▸ **Directives**:
a: Copy the Logitech Gaming Software update notice starting at "Lets you customize functions" and ending at "software installation package.", substituting "third-party" for each occurrence of "third party".
b: Pick up the Logitech Gaming Software update notice after its final sentence and write the next few lines.

▸ **Extract**:
..............................

# Logitech Gaming Software Update 8.70



## AsRock (Jul 9, 2015)

Lets you customize functions on Logitech gaming mice, keyboards, and headsets.

Software Version: 8.70.315
Post Date: Jul 08, 2015
OS: Windows 8, Windows 7, Windows Vista
File Size: 82.6 MB
Logitech Gaming Software lets you customize Logitech G gaming mice, keyboards and headsets. 

Logitech Gaming Software includes third party software components, libraries, and frameworks, including, but not limited to, the third party software listed below.
These included third party software components provide key functionality to Logitech Gaming Software and are included in the software installation package.

..............................

▸ **Provided material**:

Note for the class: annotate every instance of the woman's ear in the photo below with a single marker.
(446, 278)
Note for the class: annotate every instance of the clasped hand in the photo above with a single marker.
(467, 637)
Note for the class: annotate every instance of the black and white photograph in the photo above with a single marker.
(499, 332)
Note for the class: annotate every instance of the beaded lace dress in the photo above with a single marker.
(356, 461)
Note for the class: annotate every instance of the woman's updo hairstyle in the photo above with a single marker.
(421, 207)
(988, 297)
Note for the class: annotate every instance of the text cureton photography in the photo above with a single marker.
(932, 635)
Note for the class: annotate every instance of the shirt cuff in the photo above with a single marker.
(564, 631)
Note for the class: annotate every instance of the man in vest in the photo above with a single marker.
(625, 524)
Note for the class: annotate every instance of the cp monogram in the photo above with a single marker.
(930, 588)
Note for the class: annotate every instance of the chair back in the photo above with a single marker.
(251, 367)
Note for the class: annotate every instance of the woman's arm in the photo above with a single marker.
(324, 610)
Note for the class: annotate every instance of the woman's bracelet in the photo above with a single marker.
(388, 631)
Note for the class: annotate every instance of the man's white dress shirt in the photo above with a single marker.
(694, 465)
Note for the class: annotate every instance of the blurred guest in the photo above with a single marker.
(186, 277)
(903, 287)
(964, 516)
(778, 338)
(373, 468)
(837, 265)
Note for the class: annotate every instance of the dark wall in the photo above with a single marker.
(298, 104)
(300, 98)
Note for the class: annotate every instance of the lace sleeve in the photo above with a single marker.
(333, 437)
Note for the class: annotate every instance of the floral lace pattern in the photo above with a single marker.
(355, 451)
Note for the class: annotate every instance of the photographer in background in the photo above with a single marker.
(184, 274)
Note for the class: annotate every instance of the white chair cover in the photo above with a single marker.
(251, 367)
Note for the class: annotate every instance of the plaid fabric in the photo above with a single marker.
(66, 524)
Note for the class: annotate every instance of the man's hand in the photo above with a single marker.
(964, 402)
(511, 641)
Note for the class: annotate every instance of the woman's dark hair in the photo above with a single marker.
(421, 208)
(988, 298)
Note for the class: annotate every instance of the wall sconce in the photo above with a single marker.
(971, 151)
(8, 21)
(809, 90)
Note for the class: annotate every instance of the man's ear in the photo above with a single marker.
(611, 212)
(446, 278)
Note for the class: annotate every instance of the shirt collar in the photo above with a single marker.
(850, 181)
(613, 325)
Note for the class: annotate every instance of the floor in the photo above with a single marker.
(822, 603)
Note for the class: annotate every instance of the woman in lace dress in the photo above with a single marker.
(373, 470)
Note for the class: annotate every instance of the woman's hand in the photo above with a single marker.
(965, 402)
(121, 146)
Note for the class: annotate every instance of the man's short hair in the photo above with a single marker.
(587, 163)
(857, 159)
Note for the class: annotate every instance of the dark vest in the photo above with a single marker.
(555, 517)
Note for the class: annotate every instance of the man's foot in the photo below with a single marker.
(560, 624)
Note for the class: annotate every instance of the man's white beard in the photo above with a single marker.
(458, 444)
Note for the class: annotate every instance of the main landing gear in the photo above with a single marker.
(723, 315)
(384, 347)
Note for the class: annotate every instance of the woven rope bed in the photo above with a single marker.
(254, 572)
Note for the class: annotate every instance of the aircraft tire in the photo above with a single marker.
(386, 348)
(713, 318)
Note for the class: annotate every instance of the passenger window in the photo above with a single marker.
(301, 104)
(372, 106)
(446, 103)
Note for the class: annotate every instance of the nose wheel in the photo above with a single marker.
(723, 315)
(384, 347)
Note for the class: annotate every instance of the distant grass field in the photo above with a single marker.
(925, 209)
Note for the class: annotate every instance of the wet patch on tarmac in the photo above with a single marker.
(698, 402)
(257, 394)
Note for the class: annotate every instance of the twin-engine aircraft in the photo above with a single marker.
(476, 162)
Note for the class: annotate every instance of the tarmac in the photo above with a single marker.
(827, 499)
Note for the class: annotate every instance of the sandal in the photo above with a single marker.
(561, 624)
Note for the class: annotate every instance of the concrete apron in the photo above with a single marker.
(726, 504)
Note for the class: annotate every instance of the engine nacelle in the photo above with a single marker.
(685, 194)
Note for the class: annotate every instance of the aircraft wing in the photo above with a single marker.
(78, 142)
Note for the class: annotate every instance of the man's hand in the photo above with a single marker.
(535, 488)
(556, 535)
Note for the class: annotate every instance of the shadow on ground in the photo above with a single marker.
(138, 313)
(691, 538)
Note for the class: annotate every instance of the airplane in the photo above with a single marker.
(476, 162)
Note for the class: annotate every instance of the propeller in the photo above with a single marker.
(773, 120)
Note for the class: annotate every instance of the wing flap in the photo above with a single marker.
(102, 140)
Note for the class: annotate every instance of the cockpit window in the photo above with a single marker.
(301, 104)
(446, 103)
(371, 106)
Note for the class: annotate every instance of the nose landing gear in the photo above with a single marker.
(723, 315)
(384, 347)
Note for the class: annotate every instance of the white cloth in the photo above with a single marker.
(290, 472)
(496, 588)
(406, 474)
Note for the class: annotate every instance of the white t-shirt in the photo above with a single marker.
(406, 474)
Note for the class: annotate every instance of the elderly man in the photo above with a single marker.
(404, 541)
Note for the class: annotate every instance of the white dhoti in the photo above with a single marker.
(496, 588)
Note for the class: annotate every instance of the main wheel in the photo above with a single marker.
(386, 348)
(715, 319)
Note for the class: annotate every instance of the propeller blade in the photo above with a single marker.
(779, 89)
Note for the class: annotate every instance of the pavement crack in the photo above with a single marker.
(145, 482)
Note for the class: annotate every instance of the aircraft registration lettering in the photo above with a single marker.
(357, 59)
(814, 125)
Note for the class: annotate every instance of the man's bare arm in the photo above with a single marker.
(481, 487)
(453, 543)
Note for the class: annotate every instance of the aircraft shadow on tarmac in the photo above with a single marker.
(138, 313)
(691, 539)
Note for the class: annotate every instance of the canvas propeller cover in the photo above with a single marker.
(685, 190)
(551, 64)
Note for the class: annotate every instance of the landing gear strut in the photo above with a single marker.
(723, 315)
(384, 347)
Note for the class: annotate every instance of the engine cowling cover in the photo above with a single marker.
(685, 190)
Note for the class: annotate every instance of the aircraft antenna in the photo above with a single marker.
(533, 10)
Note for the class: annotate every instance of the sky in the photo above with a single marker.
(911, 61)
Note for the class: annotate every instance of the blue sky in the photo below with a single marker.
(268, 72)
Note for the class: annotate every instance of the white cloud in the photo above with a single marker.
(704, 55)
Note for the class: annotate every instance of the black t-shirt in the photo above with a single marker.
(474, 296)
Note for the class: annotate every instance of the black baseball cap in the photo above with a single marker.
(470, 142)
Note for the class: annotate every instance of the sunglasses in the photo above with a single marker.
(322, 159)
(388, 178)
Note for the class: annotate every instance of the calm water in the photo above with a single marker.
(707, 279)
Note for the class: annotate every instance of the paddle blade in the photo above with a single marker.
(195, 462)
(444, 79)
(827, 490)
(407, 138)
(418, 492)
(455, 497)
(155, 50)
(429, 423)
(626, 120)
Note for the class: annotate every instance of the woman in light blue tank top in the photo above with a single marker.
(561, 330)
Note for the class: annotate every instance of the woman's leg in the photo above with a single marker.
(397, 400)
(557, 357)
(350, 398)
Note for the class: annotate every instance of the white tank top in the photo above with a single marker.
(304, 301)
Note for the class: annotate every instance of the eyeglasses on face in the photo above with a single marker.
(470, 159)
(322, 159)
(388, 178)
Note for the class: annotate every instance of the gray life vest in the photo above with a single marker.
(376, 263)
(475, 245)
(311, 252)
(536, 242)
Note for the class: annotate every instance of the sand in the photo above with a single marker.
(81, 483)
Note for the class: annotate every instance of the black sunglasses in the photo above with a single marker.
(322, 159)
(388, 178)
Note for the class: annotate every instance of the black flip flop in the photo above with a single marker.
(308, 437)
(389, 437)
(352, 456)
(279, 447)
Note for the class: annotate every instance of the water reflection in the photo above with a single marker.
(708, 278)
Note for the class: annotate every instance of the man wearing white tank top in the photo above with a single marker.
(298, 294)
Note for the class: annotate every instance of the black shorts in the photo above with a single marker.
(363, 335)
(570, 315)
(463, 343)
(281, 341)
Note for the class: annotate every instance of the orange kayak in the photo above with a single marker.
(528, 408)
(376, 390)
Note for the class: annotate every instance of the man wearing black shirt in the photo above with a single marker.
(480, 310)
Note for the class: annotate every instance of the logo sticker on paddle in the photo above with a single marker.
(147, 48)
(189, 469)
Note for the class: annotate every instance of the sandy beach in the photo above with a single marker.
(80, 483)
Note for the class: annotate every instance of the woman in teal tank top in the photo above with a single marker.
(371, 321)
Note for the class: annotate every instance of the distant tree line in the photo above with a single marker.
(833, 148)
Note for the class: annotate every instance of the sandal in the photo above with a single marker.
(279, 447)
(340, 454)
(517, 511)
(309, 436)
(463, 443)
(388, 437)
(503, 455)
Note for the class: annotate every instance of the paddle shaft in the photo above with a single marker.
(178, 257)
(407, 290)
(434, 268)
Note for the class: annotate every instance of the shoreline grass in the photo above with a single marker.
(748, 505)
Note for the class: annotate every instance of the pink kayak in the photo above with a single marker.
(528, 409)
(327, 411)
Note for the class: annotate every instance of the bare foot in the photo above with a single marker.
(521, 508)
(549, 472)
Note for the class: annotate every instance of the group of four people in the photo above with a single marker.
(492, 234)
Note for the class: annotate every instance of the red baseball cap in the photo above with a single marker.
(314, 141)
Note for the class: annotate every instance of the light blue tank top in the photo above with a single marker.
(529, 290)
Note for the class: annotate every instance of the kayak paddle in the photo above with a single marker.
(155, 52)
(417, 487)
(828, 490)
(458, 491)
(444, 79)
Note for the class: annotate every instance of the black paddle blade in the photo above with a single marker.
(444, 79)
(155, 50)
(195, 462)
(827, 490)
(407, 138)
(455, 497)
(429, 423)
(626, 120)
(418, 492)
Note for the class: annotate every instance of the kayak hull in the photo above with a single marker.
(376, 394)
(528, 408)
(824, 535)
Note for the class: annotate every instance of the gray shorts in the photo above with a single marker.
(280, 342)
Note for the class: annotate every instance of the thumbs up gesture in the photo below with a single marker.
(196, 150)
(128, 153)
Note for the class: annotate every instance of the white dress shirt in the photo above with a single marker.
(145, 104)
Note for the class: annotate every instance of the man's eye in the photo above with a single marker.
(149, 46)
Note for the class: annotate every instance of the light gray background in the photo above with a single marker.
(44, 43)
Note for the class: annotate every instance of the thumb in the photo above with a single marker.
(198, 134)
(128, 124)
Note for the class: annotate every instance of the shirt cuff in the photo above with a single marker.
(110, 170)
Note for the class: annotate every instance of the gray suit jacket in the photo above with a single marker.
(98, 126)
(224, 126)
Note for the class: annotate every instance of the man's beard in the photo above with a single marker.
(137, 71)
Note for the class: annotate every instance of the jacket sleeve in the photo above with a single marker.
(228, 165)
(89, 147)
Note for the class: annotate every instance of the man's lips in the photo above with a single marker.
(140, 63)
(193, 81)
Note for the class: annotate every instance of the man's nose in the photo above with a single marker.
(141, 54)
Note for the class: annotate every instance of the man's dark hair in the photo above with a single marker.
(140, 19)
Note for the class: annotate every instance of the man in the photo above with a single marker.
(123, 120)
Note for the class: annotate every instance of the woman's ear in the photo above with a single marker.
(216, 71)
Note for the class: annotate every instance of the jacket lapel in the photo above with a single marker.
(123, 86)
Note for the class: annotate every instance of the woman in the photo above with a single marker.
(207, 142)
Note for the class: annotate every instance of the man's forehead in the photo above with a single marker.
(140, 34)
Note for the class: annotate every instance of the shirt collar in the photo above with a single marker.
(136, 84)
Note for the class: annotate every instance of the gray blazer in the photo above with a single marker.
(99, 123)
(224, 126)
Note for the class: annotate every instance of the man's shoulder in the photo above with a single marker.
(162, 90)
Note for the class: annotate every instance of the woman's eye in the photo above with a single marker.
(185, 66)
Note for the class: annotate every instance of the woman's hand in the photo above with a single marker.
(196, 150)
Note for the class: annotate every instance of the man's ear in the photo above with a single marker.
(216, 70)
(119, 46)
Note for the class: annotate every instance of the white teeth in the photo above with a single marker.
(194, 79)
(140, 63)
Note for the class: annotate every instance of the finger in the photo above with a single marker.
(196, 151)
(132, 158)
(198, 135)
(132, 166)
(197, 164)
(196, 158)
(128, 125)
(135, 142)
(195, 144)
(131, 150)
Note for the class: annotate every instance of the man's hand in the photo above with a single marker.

..............................

▸ **Written responses**:
a:
Lets you customize functions on Logitech gaming mice, keyboards, and headsets.

Software Version: 8.70.315
Post Date: Jul 08, 2015
OS: Windows 8, Windows 7, Windows Vista
File Size: 82.6 MB
Logitech Gaming Software lets you customize Logitech G gaming mice, keyboards and headsets. 

Logitech Gaming Software includes third-party software components, libraries, and frameworks, including, but not limited to, the third-party software listed below.
These included third-party software components provide key functionality to Logitech Gaming Software and are included in the software installation package.

b:
• Digia QT - Application and User Interface Framework
• Microsoft Runtime Libraries - Application and Hardware Support
• Apple Bonjour - Network Discovery Support for Logitech Arx Control



Updated Description:


Added support for the G29 Driving Force Racing Wheel
Added support for the G920 Driving Force Racing Wheel
Improved connectivity to the Logitech Arx Control app - version 1.2 of the Arx Control required
Removed Apple Bonjour requirement for the Arx Control app
ARX SDK bug fixes
Updated LED Illumination SDK to support Per Key Illumination for the G910 - see gaming.logitech.com/developers for details
Bug fix for LGS hang with G502 mouse
New profiles added: Assetto Corso, Gas Guzzlers Extreme, Grand Theft Auto V, iRacing, Project CARS, Rust, The Witcher 3: Wild Hunt
http://support.logitech.com/software/gaming-software


----------



## erixx (Jul 9, 2015)

thanks mate!
No cosmetic changes like "logi" rebranding yet...
This is great news: "Removed Apple Bonjour requirement for the Arx Control app" I always delete apple stuff by hand on any device : )


----------



## rtwjunkie (Jul 9, 2015)

AsRock said:


> Lets you customize functions on Logitech gaming mice, keyboards, and headsets.
> 
> Software Version: 8.70.315
> Post Date: Jul 08, 2015
> ...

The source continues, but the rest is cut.